● Text excerpt:
:::
# Who is looking forward to the national this weekend?



## Dober (Jan 2, 2012)

I know I am! The German judges for German breeds will be very interesting for me.

There are already a number of people freaking out about dentition and heavy handed judges!

Let's hope it's dryer than WELKS! I'm taking wellies for sure.


----------



## Blondie (Feb 27, 2011)

Not going but will be watching fossedata for results............


----------



## dexter (Nov 29, 2008)

me neither. tad far for me and have to watch the pennies and right judge


----------



## Kicksforkills (Mar 27, 2012)

Too busy at the LPS Lol


----------



## Spellweaver (Jul 17, 2009)

I'm looking forward to it - dogs bathed, show suits ironed, car packed up, me showered and ready for bed - roll on tomorrow!
:::
● Your objective: In the forum thread about the national show, where does Blondie plan to watch for results?
:::
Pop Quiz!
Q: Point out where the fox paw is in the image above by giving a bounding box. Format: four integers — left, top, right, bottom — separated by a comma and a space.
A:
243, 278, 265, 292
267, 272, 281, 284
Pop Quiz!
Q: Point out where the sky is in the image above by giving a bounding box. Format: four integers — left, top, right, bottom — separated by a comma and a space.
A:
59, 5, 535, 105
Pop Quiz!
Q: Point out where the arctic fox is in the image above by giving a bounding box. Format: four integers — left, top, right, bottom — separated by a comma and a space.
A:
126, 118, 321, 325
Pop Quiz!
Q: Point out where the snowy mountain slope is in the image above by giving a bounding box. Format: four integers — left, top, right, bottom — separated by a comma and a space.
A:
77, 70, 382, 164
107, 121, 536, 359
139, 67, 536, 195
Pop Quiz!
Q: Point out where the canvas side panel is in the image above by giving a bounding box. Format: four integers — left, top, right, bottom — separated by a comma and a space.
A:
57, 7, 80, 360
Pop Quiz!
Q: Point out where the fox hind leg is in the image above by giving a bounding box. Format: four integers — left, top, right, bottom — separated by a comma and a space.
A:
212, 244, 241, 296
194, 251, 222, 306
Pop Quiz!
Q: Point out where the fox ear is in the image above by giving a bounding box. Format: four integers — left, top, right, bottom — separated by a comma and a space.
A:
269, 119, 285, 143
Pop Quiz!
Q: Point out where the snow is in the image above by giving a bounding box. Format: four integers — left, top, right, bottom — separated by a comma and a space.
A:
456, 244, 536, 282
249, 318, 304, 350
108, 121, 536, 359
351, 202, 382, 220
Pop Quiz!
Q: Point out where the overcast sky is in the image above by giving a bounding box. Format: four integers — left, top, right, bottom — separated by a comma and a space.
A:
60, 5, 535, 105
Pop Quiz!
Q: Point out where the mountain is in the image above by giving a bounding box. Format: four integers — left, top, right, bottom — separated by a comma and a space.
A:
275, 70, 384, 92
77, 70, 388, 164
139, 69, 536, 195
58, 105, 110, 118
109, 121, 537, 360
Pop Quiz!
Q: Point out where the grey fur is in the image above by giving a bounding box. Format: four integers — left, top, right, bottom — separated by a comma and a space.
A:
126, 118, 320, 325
:::
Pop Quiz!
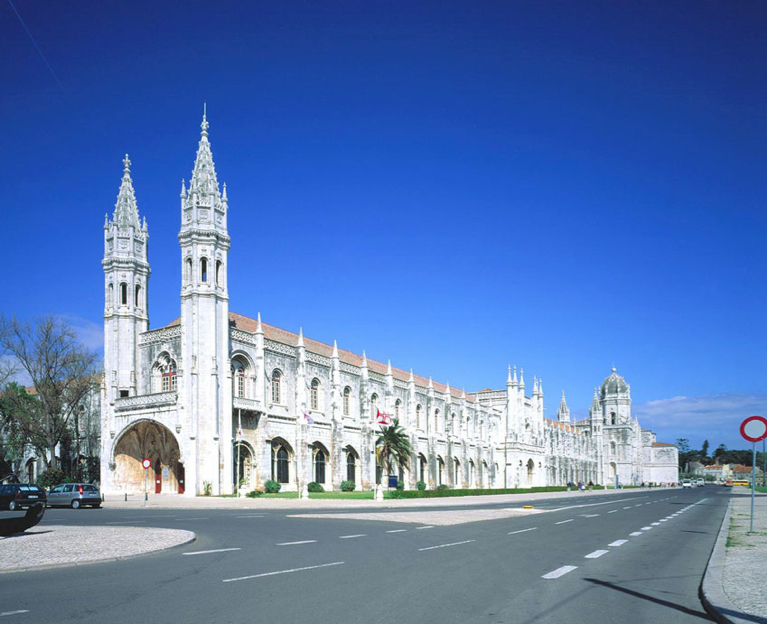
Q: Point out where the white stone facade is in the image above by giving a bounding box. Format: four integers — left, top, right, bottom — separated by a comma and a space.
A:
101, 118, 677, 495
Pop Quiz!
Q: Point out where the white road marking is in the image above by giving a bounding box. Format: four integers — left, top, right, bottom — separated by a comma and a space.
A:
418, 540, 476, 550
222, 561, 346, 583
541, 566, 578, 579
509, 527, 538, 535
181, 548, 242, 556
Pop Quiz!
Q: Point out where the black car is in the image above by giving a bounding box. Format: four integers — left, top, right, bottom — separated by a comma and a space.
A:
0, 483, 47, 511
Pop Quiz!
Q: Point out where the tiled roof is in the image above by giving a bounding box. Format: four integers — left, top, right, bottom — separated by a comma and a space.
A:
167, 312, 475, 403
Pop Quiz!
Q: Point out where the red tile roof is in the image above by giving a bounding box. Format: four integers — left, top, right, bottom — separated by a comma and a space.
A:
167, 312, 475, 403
:::
● Answer to this exercise: On fossedata.